## begin

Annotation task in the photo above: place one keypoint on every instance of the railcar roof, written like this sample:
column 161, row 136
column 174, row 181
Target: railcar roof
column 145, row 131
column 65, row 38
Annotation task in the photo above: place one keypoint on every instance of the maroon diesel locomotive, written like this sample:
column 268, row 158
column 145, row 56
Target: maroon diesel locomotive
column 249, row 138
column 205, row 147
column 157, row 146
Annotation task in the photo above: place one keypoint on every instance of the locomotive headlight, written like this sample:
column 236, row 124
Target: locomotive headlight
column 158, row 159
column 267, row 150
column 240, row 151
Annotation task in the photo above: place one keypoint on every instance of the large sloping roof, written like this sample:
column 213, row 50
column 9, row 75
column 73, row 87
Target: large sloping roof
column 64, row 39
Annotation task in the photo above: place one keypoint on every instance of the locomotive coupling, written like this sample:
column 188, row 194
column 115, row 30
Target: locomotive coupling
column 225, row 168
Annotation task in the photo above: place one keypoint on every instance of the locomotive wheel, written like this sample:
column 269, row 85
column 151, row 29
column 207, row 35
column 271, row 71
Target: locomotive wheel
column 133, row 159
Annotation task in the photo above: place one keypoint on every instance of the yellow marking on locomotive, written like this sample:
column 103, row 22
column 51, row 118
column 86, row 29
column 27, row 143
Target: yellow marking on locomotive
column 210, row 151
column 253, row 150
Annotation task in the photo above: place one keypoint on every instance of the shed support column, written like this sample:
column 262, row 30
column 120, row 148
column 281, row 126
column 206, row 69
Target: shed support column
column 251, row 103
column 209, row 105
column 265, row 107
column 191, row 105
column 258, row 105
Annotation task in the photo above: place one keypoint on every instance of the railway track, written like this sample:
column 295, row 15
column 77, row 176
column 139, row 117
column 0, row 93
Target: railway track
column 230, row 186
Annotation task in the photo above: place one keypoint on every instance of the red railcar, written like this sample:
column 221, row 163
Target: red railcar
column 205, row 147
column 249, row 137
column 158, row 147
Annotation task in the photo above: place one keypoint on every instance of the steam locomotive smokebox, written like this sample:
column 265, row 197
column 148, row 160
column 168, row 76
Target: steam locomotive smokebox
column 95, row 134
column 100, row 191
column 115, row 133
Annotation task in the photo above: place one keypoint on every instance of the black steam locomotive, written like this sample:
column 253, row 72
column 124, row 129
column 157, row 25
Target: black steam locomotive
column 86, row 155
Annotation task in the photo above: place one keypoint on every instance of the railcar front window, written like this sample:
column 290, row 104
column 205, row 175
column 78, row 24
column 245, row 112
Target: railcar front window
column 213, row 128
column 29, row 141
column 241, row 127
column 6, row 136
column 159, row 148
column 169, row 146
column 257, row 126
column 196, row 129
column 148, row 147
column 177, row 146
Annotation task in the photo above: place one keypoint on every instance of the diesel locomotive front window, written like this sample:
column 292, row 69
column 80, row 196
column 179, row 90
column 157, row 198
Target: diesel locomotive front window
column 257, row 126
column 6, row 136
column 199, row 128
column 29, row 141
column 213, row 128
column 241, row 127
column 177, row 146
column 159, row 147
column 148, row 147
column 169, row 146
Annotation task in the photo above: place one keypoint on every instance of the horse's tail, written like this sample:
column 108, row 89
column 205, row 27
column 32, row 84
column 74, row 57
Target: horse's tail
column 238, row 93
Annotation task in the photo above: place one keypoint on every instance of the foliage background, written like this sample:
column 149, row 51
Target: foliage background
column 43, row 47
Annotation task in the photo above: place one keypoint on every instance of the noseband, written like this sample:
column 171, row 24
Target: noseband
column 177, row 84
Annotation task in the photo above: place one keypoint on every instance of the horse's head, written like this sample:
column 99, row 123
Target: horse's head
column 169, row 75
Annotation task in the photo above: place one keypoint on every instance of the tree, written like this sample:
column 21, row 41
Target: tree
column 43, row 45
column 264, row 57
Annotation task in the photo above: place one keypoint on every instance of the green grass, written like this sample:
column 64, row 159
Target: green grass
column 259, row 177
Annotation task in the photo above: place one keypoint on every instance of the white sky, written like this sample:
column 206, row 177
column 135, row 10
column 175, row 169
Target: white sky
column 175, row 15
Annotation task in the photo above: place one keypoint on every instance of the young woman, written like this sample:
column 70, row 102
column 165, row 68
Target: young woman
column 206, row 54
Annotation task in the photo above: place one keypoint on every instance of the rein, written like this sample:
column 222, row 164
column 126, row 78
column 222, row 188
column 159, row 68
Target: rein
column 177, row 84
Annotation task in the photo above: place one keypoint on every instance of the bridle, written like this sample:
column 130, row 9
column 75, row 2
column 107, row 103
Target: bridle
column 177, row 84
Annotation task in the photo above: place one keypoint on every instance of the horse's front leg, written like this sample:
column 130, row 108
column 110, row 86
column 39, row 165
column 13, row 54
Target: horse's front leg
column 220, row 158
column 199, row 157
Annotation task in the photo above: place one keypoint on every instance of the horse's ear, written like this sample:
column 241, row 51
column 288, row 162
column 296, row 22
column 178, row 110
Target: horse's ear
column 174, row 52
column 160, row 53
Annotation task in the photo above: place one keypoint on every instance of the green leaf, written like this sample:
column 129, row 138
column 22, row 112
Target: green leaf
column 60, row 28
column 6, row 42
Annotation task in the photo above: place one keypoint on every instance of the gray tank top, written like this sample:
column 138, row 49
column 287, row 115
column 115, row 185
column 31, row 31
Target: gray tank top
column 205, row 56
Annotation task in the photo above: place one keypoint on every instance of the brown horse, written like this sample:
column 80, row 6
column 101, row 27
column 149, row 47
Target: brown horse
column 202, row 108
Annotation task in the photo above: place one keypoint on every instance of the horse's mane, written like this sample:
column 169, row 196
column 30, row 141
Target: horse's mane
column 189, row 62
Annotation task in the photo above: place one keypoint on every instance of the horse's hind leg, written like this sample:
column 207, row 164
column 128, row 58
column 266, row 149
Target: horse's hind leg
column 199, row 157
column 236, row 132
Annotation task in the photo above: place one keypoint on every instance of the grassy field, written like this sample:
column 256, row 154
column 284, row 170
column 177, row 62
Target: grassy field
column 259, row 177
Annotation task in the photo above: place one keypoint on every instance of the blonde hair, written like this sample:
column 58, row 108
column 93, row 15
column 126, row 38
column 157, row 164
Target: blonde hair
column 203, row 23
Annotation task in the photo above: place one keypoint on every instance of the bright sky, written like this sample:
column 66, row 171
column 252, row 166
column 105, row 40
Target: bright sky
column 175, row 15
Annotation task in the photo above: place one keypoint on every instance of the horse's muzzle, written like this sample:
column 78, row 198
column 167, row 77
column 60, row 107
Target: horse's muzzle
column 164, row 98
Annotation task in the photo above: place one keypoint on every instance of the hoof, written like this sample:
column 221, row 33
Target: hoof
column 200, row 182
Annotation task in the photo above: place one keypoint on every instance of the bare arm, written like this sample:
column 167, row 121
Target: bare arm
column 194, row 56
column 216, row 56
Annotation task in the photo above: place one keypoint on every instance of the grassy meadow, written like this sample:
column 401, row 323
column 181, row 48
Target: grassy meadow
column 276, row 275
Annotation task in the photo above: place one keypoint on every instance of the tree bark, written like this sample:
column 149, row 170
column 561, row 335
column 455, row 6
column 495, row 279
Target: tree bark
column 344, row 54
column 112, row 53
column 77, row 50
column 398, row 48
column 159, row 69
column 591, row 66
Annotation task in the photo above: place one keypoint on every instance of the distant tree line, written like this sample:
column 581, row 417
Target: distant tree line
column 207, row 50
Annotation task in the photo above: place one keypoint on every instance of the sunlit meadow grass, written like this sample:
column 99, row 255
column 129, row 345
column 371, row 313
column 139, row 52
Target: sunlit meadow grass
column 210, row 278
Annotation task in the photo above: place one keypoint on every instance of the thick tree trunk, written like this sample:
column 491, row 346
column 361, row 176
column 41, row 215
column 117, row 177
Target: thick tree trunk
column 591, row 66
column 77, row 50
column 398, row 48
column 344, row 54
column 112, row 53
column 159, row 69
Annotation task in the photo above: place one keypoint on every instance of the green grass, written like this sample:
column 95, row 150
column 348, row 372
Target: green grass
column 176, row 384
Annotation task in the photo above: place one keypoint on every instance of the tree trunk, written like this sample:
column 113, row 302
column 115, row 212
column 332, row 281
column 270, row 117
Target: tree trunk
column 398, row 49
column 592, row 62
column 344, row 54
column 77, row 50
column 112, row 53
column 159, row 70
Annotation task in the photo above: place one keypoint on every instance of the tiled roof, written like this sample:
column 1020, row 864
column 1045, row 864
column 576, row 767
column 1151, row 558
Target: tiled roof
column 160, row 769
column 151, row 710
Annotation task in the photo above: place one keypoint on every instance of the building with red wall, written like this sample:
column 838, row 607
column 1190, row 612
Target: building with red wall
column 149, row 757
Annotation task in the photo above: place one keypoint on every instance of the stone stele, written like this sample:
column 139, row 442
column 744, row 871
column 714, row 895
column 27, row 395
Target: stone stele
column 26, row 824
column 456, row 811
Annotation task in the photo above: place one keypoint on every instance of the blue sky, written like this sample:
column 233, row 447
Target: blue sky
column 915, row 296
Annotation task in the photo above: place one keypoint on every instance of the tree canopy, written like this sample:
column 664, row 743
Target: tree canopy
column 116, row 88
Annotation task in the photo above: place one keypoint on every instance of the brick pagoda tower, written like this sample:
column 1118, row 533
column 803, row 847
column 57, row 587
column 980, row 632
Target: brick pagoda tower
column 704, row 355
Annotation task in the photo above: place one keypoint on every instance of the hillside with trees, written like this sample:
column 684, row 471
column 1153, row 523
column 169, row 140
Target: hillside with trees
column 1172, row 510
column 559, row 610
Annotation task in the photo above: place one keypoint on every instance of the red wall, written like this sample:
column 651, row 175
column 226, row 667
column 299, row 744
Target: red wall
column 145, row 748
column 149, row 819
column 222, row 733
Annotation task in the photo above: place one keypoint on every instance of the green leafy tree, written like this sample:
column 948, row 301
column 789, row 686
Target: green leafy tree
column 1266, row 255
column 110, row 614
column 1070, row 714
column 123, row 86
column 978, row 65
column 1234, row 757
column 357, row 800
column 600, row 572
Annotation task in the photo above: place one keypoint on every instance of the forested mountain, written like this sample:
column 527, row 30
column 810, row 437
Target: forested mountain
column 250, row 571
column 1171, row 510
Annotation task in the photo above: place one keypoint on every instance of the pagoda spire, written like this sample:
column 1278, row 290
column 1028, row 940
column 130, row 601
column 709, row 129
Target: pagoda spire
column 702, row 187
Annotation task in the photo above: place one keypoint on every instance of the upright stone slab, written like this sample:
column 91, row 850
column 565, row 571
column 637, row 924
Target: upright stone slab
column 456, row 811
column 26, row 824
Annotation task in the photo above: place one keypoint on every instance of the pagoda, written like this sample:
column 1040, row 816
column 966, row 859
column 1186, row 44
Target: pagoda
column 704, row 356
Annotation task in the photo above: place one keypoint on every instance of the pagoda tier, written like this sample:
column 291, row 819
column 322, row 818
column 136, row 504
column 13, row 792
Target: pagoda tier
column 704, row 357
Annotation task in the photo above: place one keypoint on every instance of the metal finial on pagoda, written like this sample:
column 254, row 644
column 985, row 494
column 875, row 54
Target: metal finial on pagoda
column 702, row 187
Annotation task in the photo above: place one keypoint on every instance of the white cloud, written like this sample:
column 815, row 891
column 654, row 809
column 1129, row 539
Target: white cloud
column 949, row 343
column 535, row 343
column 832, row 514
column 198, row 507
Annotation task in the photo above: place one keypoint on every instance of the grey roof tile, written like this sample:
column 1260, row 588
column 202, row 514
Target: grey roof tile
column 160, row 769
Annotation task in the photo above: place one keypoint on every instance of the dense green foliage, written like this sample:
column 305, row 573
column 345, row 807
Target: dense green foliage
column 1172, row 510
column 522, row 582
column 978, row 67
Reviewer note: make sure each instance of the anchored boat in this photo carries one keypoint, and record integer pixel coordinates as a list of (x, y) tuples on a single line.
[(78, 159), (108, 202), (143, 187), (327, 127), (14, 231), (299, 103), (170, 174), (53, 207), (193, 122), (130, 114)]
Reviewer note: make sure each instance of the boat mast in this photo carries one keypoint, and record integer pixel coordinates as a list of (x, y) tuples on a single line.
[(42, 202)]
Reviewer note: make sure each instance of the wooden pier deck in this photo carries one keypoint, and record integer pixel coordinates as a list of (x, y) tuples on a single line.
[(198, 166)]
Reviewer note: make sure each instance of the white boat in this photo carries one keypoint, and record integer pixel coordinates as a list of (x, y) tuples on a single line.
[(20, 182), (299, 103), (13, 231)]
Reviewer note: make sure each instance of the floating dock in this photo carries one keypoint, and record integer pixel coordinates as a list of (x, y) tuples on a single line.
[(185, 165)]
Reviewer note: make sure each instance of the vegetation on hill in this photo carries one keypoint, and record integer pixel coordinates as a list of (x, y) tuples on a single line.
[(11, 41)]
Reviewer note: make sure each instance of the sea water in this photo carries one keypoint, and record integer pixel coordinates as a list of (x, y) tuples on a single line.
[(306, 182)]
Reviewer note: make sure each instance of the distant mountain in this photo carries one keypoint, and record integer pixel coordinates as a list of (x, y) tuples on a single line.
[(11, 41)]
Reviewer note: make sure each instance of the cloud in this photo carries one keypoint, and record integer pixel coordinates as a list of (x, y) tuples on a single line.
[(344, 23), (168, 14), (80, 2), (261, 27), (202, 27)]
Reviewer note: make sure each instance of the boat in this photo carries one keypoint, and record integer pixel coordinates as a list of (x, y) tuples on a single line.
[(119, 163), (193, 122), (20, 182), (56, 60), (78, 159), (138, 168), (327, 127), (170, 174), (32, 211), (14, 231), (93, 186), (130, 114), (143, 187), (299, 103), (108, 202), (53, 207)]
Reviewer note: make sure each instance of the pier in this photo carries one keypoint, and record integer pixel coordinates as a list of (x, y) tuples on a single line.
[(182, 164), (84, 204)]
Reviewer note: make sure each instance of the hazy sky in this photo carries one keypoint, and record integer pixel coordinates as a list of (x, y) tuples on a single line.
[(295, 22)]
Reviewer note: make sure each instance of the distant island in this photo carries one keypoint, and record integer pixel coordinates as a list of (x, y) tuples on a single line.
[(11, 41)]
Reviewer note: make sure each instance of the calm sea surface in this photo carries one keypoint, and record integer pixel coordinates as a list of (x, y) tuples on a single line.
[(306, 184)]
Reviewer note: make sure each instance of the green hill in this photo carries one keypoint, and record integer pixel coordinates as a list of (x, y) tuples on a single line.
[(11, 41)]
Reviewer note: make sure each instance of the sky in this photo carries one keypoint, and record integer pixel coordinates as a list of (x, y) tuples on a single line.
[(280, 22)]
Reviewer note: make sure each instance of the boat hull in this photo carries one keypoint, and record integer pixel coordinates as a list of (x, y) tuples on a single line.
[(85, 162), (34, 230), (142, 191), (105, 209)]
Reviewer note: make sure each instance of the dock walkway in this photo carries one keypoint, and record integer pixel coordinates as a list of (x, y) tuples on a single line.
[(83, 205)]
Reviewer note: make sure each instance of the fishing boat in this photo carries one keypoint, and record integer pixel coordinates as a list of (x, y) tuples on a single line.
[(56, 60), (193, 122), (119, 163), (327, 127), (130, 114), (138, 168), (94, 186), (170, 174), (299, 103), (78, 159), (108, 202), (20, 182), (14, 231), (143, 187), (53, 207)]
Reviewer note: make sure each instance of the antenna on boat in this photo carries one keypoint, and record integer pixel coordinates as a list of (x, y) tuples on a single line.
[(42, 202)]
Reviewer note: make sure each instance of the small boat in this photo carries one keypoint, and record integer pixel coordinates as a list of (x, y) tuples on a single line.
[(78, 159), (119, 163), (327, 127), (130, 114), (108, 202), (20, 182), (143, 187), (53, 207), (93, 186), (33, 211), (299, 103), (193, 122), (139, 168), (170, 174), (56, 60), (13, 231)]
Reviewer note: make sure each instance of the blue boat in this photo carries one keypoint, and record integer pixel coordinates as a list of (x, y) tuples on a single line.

## end

Task requirements: Set down word for word every line from the first one at the top through the line with "column 133, row 159", including both.

Task result:
Annotation task in the photo above: place one keypoint on every instance of the railcar roof, written like this sample:
column 161, row 136
column 174, row 181
Target: railcar roof
column 145, row 131
column 65, row 38
Annotation task in the photo above: place one keypoint on every instance of the maroon diesel locomotive, written like this sample:
column 268, row 158
column 145, row 56
Target: maroon diesel locomotive
column 249, row 138
column 205, row 147
column 157, row 146
Annotation task in the photo above: place one keypoint on every instance of the locomotive headlight, written like this sample:
column 236, row 124
Target: locomotive headlight
column 158, row 159
column 267, row 150
column 240, row 151
Annotation task in the photo above: place one keypoint on every instance of the large sloping roof, written like this sample:
column 213, row 50
column 9, row 75
column 73, row 87
Target: large sloping roof
column 64, row 39
Annotation task in the photo above: place one keypoint on every instance of the locomotive coupling, written like this sample:
column 188, row 194
column 115, row 30
Target: locomotive coupling
column 225, row 168
Annotation task in the photo above: place one keypoint on every instance of the locomotive wheel, written like this sample:
column 269, row 85
column 151, row 29
column 207, row 35
column 271, row 71
Target: locomotive wheel
column 133, row 159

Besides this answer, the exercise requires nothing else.